## Exercise details
State how many lines of the material below contain the string "leaf", with case counting. Give only the number.

## Material for this exercise
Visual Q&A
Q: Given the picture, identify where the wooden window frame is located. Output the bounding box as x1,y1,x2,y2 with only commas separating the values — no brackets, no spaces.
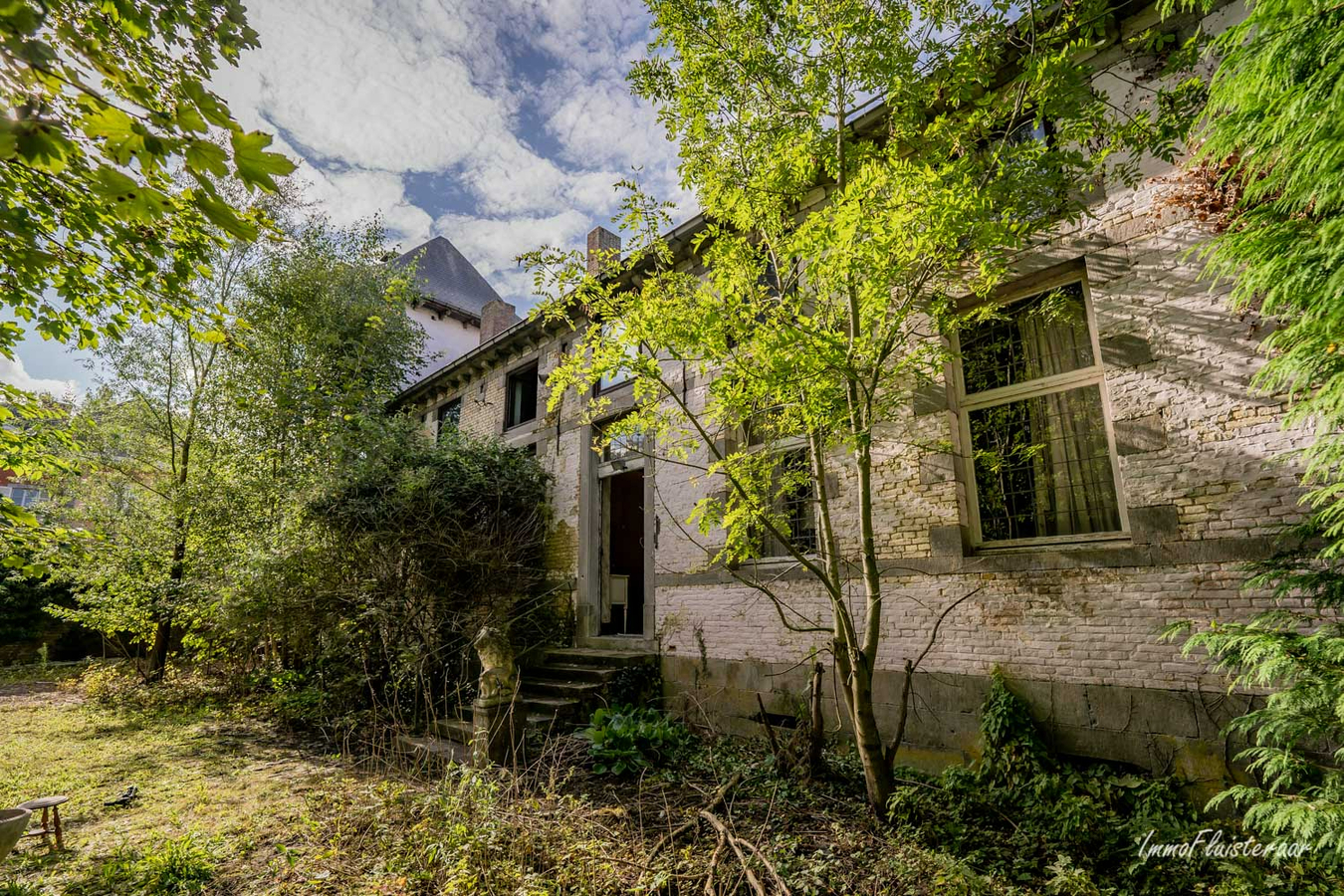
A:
--
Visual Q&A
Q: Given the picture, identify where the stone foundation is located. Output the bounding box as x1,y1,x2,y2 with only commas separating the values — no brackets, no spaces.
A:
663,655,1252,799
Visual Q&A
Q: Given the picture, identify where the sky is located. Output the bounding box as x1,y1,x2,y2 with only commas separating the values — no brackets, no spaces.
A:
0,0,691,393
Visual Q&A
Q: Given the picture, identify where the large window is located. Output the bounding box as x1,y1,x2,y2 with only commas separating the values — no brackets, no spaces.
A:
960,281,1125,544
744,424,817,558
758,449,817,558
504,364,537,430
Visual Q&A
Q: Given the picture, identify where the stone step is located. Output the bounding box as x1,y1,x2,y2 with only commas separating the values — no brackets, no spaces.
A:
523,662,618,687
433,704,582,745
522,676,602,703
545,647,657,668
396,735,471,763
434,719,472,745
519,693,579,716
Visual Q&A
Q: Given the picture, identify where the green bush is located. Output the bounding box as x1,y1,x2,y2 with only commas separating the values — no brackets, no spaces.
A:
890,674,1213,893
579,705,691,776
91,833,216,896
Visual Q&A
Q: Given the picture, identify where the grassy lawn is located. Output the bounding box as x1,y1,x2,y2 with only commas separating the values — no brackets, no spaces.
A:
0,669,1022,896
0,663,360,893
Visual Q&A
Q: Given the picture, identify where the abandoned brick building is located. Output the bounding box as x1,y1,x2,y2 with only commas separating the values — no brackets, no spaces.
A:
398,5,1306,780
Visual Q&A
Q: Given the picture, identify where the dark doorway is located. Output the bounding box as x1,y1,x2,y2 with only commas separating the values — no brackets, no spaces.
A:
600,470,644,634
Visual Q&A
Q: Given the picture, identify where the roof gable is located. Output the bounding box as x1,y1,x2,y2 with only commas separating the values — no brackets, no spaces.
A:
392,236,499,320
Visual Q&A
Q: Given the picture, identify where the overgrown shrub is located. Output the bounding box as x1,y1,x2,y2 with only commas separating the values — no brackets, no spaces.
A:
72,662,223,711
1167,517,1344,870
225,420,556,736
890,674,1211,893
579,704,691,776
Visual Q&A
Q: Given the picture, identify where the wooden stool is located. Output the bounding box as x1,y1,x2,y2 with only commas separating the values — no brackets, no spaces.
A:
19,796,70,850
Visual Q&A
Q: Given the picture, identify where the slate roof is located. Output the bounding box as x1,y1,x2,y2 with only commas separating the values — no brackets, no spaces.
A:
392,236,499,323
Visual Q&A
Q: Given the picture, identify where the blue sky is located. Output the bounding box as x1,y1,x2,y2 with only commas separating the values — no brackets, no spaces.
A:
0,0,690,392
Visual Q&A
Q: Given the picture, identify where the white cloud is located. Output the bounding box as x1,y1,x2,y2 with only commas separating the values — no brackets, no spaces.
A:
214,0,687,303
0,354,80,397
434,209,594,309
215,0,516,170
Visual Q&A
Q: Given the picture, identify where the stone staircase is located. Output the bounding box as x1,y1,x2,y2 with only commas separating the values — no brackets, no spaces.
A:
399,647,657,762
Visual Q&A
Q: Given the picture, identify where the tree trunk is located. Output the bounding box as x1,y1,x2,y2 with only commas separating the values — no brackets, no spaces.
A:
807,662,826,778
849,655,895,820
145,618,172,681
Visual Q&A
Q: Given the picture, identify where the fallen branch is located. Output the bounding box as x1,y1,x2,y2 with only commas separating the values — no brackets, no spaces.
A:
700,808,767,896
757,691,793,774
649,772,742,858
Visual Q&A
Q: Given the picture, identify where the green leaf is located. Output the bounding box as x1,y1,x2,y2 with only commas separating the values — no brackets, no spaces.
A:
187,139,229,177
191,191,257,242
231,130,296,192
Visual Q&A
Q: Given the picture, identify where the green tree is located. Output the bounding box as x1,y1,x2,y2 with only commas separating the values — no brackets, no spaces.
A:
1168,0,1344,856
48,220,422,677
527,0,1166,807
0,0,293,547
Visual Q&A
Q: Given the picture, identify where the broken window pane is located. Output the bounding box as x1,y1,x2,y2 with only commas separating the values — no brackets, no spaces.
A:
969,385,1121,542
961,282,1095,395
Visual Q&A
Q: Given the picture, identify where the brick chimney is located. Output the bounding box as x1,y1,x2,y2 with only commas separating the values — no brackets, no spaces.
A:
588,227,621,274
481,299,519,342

## Solved exercise
1